State how many lines in the rows below contain the string "studio", giving only the number.

___ EXERCISE MATERIALS

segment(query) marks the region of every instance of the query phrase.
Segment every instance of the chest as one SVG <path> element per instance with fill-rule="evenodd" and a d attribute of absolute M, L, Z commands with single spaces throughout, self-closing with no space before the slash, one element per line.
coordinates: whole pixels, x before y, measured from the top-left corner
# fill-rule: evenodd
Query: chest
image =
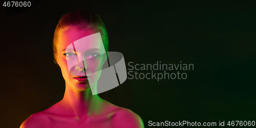
<path fill-rule="evenodd" d="M 113 127 L 112 117 L 102 115 L 79 118 L 76 117 L 53 116 L 49 117 L 44 127 Z"/>

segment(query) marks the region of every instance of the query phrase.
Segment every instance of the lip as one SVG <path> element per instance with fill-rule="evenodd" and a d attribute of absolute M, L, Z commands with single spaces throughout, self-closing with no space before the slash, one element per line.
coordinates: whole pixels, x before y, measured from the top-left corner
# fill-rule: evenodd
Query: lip
<path fill-rule="evenodd" d="M 88 78 L 87 76 L 76 76 L 73 78 L 75 80 L 80 82 L 85 82 L 88 81 Z"/>

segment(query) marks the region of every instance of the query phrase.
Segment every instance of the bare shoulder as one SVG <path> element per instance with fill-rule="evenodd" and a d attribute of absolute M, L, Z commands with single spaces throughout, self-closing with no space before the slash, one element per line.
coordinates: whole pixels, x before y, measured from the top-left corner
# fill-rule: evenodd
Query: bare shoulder
<path fill-rule="evenodd" d="M 48 122 L 48 116 L 44 111 L 31 115 L 19 127 L 20 128 L 44 127 L 45 123 Z"/>
<path fill-rule="evenodd" d="M 144 127 L 141 118 L 131 110 L 120 107 L 112 117 L 113 127 Z"/>

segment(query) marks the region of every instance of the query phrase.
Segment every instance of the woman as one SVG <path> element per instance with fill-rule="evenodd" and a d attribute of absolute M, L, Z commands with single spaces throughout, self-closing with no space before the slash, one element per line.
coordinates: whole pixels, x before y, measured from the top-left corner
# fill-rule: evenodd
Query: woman
<path fill-rule="evenodd" d="M 32 114 L 20 127 L 144 127 L 138 115 L 92 93 L 108 51 L 106 30 L 99 16 L 85 11 L 63 15 L 53 46 L 55 61 L 66 81 L 63 98 Z"/>

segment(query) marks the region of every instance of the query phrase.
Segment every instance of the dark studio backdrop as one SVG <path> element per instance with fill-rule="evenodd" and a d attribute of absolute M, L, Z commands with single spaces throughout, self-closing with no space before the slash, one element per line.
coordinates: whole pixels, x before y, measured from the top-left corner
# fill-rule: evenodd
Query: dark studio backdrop
<path fill-rule="evenodd" d="M 185 79 L 127 78 L 99 94 L 137 113 L 145 127 L 149 121 L 256 121 L 255 1 L 31 2 L 30 8 L 1 6 L 1 127 L 18 127 L 62 99 L 52 42 L 61 16 L 80 9 L 100 15 L 110 51 L 123 54 L 127 69 L 129 62 L 194 65 L 165 71 L 185 73 Z"/>

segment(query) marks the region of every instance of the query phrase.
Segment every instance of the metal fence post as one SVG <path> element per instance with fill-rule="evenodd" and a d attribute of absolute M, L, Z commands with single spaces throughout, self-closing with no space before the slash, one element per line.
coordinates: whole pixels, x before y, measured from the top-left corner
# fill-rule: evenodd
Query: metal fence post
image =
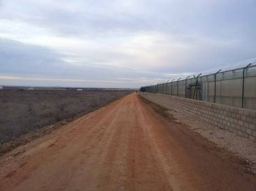
<path fill-rule="evenodd" d="M 243 69 L 243 87 L 242 89 L 242 108 L 243 108 L 243 99 L 244 99 L 244 70 L 248 68 L 252 63 L 249 64 L 246 67 L 244 67 Z"/>
<path fill-rule="evenodd" d="M 217 74 L 220 72 L 221 70 L 221 69 L 214 74 L 214 103 L 216 102 L 216 76 L 217 75 Z"/>
<path fill-rule="evenodd" d="M 187 98 L 187 79 L 190 76 L 188 76 L 185 79 L 185 98 Z"/>
<path fill-rule="evenodd" d="M 167 94 L 167 83 L 170 80 L 168 80 L 167 82 L 166 82 L 166 92 L 165 92 L 166 94 Z"/>
<path fill-rule="evenodd" d="M 172 81 L 171 82 L 171 96 L 172 96 L 172 82 L 175 80 L 175 79 L 172 80 Z"/>
<path fill-rule="evenodd" d="M 181 77 L 180 77 L 178 79 L 178 80 L 177 80 L 177 97 L 178 97 L 178 81 L 181 78 Z"/>

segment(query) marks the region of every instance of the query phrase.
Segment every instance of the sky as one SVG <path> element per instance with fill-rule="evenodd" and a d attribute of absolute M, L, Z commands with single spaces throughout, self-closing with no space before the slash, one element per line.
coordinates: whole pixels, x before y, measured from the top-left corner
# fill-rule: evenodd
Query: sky
<path fill-rule="evenodd" d="M 255 44 L 255 0 L 0 0 L 0 85 L 138 88 Z"/>

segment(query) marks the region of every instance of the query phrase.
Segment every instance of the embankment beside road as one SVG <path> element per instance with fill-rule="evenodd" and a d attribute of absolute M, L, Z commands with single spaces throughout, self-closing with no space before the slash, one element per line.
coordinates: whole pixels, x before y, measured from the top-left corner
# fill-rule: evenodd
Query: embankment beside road
<path fill-rule="evenodd" d="M 0 91 L 0 144 L 62 120 L 84 114 L 129 93 L 2 90 Z"/>
<path fill-rule="evenodd" d="M 256 111 L 170 95 L 140 92 L 140 95 L 167 109 L 213 124 L 255 142 Z"/>

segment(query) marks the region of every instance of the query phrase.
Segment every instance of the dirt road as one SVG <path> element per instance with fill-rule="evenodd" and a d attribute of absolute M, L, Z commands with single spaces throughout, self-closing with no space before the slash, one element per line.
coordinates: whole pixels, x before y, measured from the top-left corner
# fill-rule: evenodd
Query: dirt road
<path fill-rule="evenodd" d="M 132 94 L 0 159 L 0 190 L 255 190 L 242 161 Z"/>

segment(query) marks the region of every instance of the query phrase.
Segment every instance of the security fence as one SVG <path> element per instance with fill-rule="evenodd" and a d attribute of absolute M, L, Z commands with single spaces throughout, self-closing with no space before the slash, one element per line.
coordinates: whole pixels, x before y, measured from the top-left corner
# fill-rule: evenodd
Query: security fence
<path fill-rule="evenodd" d="M 145 86 L 141 91 L 256 109 L 256 62 Z"/>

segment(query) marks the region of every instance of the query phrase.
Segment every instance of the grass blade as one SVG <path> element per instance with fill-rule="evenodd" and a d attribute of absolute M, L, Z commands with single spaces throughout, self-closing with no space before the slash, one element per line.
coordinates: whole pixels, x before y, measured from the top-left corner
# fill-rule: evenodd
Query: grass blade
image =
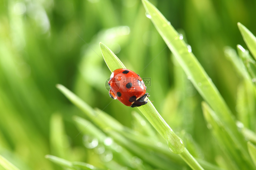
<path fill-rule="evenodd" d="M 70 168 L 74 170 L 77 169 L 76 169 L 73 167 L 72 163 L 71 162 L 64 159 L 49 155 L 46 155 L 45 158 L 61 166 Z"/>
<path fill-rule="evenodd" d="M 6 170 L 19 170 L 19 169 L 8 160 L 0 155 L 0 165 Z"/>
<path fill-rule="evenodd" d="M 240 23 L 238 23 L 237 25 L 243 40 L 254 58 L 256 59 L 256 37 L 249 30 Z"/>
<path fill-rule="evenodd" d="M 126 68 L 116 55 L 106 45 L 102 42 L 100 42 L 99 45 L 105 62 L 110 63 L 107 65 L 110 72 L 112 72 L 117 69 Z"/>
<path fill-rule="evenodd" d="M 246 143 L 237 128 L 234 117 L 223 98 L 202 66 L 177 32 L 160 12 L 147 0 L 142 0 L 148 16 L 188 77 L 203 98 L 209 104 L 224 125 L 232 142 L 248 158 Z"/>
<path fill-rule="evenodd" d="M 123 64 L 109 49 L 102 43 L 100 43 L 101 49 L 106 64 L 110 71 L 119 68 L 124 68 Z M 112 55 L 112 56 L 111 56 Z M 108 58 L 110 58 L 109 59 Z M 152 103 L 138 107 L 138 109 L 151 124 L 157 131 L 166 140 L 170 150 L 180 155 L 193 169 L 203 169 L 185 148 L 183 142 L 161 117 Z M 185 151 L 182 153 L 182 152 Z"/>

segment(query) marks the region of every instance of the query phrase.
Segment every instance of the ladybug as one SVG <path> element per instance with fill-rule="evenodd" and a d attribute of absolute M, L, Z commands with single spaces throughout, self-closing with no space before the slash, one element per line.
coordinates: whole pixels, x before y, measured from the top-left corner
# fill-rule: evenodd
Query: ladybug
<path fill-rule="evenodd" d="M 140 75 L 125 69 L 114 71 L 108 82 L 109 96 L 132 107 L 138 107 L 148 103 L 147 87 Z"/>

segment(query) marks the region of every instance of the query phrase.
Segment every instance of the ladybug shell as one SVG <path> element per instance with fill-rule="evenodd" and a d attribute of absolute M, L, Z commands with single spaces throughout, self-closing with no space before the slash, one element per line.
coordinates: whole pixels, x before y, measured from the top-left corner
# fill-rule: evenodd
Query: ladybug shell
<path fill-rule="evenodd" d="M 117 98 L 128 106 L 133 107 L 132 105 L 135 101 L 146 96 L 145 95 L 146 87 L 141 78 L 139 74 L 128 69 L 118 69 L 114 70 L 110 76 L 108 85 L 110 87 L 110 97 L 113 99 Z M 146 101 L 145 103 L 139 105 L 144 104 L 147 102 Z"/>

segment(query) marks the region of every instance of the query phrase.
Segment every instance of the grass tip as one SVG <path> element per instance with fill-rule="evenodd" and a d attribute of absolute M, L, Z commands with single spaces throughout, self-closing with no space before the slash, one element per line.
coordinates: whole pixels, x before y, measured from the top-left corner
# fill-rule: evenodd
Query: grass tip
<path fill-rule="evenodd" d="M 49 159 L 50 157 L 51 157 L 50 155 L 46 155 L 44 156 L 44 157 L 46 159 Z"/>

______

SOLUTION TO THIS PROBLEM: 2